--- Begin Data shown ---

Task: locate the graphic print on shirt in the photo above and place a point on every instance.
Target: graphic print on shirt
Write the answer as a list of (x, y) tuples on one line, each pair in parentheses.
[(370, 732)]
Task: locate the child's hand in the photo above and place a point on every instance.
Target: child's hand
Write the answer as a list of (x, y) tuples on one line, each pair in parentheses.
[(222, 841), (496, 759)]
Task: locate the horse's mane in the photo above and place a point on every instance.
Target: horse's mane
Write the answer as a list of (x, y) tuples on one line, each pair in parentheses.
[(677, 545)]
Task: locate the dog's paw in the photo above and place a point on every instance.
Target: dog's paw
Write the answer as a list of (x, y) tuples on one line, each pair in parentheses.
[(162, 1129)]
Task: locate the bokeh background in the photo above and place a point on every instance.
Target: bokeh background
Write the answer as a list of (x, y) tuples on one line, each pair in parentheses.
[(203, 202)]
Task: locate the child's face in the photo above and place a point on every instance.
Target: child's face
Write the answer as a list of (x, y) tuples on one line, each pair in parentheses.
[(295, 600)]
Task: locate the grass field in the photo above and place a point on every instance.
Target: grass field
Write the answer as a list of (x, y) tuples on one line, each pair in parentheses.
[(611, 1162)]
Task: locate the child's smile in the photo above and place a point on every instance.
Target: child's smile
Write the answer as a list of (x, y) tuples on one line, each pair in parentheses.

--- End Data shown ---
--- Begin Data shown ---

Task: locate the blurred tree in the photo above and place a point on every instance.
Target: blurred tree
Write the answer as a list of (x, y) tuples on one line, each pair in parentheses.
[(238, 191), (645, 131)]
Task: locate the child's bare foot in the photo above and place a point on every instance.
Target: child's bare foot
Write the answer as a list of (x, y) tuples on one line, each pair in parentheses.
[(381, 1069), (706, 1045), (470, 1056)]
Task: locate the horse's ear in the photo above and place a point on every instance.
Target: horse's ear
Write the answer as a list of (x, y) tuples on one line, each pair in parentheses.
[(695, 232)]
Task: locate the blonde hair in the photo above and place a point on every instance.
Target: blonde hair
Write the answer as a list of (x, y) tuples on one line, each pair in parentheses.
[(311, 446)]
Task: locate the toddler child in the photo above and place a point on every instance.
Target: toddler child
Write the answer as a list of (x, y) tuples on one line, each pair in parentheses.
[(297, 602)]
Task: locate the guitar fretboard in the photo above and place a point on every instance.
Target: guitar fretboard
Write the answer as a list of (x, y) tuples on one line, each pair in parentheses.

--- End Data shown ---
--- Begin Data shown ---

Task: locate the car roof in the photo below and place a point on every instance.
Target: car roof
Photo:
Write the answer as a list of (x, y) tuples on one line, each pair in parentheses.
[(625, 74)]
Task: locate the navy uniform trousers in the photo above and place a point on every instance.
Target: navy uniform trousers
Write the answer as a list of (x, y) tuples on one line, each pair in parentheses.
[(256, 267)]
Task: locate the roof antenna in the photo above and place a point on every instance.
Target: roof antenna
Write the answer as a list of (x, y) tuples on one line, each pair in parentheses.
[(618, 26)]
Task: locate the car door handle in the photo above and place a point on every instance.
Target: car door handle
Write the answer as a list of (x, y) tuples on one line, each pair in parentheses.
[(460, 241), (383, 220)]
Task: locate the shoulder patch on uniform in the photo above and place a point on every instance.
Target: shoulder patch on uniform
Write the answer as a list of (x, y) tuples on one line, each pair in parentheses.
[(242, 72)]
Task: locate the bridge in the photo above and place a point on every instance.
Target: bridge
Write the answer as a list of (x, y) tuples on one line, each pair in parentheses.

--- End Data shown ---

What you are asked to do: Rescale the lines starting with the line containing "Task: locate the graphic" and going on through the line containing "[(222, 841), (496, 759)]", and write them out again in full with the requests included. Multiply every coordinate in the answers by 1.35 and round each result to a whole number, rounding halves up.

Full response:
Task: locate the graphic print on shirt in the photo above and place a point on every instance.
Target: graphic print on shirt
Write the answer as a list of (x, y) tuples on one line, each pair in parentheses.
[(500, 988)]
Task: locate the child's hand in the photo above and place a point on every instance.
Target: child's hand
Write the answer as a list of (x, y) tuples on one line, each pair in parentheses.
[(300, 1135), (670, 1025)]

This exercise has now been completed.